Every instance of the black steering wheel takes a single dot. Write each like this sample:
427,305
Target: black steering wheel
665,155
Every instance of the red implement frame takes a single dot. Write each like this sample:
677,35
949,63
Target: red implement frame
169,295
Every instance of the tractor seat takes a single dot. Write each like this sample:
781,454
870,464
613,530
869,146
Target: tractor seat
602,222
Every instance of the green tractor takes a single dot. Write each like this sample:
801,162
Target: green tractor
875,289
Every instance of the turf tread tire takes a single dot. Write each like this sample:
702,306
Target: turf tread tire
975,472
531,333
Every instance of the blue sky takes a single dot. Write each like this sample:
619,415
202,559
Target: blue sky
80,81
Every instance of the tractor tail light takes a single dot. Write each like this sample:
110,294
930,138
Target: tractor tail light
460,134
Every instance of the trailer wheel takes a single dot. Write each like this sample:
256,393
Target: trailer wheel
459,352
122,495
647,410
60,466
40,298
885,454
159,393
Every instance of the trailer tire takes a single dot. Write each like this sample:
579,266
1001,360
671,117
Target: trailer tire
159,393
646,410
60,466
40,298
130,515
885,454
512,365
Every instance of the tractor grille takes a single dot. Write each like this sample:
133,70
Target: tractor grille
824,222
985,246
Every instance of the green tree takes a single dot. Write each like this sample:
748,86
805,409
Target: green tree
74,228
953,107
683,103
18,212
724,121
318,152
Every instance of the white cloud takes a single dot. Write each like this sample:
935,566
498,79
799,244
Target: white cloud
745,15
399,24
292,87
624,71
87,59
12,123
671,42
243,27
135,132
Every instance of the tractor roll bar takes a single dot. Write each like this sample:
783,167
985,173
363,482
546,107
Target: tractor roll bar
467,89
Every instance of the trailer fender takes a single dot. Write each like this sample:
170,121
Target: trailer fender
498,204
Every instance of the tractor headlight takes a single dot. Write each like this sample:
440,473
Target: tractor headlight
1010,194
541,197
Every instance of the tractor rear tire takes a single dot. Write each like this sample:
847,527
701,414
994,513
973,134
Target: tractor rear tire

### Prompt:
Retype the listing above in full, with no alterations.

### Task output:
Every instance of the black steering wheel takes a single dot. Write each like this sample:
427,305
Target: black steering wheel
665,155
Every instance of the red implement frame takes a single dot. Write each like this sample:
677,35
949,63
Target: red implement frame
169,295
Every instance of the tractor seat takes a single dot. Write each like this sample:
781,454
870,464
613,530
869,146
Target: tractor seat
602,222
Every instance of the green tractor takes a single dot. Write each like this sample:
801,162
Target: green tractor
875,289
Every instance of the turf tread tire takes a single dot. Write each like this sample:
702,306
Target: turf tread tire
975,472
531,333
Every instance of the blue sky takes a single dot. Write each like this sample:
619,415
202,559
Target: blue sky
80,81
Every instance of the tractor tail light takes a single dot. Write each like this sample:
110,294
930,138
Target: tractor tail light
460,134
Every instance of the trailer wheel takes a single dot. Write each like this sample:
256,393
Target: trailer wheel
459,352
122,495
647,410
60,466
40,298
885,454
159,393
Every instance of the trailer tire takes a single dot. Write each like this sample:
579,266
1001,360
671,117
Target: trailer tire
159,393
646,410
60,466
40,298
130,515
885,454
512,365
Every instance of the tractor grille takes a single dot. Write each like this sample:
133,70
Target: tractor grille
824,222
985,246
Every instance of the green tree takes a single dot. Write each like this sample:
748,86
805,409
Target: green tree
74,228
953,107
683,103
18,212
724,121
318,152
Every instance of the white cloud takes a single dot. Write each like this sample:
935,566
498,79
799,244
Target: white cloud
745,15
399,24
292,87
624,71
87,59
12,123
671,42
243,27
135,132
Every instance of the tractor roll bar takes a single dot. Write each like this sample:
783,167
985,173
363,482
546,107
Target: tractor roll bar
467,89
Every instance of the trailer fender takes a single dot. Write each like this sample:
170,121
Target: trailer fender
498,204
Every instance of the tractor headlight takes a single dot. Write each like this sample:
440,473
Target: tractor headlight
1010,194
541,197
Every instance of the tractor rear tire takes a single dot. Write each like this sample:
847,527
701,414
994,513
973,134
Target: tractor rear tire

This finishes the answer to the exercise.